WORK TO COMPLETE
[1] According to the text on ADHD and convergence insufficiency, which of the numbered ADHD symptoms overlap with convergence insufficiency?
[2] Summarize the text on ADHD and convergence insufficiency in two sentences.

EXCERPT PROVIDED
+ + + +
ADHD or Convergence Insufficiency?

There are 9 major symptoms used to diagnose ADHD in children:

  1. Often fails to give close attention to details or makes careless mistakes in schoolwork
  2. Often has difficulty sustaining attention in tasks
  3. Often does not follow through on instructions and fails to finish school work
  4. Often avoids or is reluctant to engage in tasks that require sustained mental effort
  5. Often easily distracted by extraneous stimuli
  6. Often does not seem to listen when spoken to directly
  7. Often has difficulty organizing tasks and activities
  8. Often loses things necessary for tasks or activities
  9. Often forgetful in daily activities

Of these nine symptoms, five of them (numbers 1 – 5) overlap with the symptoms of a common visual disorder called convergence insufficiency, which is where the eyes can’t turn in together to focus on nearby objects. I wrote about convergence insufficiency in a previous blog post.
+ + + +
PROVIDED MATERIAL
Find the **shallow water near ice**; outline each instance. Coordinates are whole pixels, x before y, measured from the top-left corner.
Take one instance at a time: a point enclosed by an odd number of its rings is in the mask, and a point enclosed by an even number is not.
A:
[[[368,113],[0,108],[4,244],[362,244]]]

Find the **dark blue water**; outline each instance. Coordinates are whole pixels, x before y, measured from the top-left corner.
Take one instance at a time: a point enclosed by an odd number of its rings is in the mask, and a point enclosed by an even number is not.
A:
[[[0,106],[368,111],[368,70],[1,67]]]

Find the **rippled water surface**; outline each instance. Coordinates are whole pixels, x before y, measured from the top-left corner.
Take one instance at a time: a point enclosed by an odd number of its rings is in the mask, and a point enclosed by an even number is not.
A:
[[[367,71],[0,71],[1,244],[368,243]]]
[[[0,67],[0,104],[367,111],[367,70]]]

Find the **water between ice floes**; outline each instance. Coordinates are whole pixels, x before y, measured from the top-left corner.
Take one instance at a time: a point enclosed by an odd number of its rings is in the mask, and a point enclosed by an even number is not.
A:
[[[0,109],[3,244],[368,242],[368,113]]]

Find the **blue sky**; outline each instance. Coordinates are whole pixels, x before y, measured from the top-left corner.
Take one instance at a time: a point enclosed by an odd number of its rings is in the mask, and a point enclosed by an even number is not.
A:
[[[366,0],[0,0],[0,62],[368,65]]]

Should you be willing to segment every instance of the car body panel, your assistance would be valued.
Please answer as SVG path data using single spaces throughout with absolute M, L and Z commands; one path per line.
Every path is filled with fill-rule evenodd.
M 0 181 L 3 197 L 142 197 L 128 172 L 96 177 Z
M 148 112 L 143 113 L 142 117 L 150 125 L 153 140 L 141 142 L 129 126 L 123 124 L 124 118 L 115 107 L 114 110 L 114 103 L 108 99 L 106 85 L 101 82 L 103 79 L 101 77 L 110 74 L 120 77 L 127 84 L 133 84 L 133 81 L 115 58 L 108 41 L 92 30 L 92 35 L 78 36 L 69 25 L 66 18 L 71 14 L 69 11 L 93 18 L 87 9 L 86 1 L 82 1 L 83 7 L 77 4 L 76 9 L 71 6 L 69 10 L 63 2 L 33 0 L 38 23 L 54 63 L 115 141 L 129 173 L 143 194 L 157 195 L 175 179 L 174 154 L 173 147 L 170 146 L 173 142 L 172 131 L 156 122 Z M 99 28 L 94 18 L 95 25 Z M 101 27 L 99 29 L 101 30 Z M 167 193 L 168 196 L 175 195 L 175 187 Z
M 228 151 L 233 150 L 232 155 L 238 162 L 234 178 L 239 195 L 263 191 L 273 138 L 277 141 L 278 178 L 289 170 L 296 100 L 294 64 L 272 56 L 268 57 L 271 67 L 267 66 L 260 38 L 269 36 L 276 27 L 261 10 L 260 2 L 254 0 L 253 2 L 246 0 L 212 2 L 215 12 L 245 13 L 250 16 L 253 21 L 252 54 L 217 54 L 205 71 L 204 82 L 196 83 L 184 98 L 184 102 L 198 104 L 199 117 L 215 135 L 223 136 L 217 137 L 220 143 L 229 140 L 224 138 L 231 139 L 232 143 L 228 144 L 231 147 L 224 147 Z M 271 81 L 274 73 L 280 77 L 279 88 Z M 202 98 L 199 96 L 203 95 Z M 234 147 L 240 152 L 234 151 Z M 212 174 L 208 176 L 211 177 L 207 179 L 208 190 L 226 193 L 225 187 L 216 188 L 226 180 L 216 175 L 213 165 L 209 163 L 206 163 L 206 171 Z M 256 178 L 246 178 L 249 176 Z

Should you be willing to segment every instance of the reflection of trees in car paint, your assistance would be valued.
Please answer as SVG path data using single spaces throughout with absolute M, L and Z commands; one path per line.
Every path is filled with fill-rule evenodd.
+ + + +
RESPONSE LIST
[1] Symptoms 1 through 5 overlap with convergence insufficiency.

[2] Nine major symptoms are used to diagnose ADHD in children, such as careless mistakes, trouble sustaining attention, and forgetfulness. Five of them, numbers 1 to 5, overlap with convergence insufficiency, a common visual disorder in which the eyes can't turn in together to focus on nearby objects.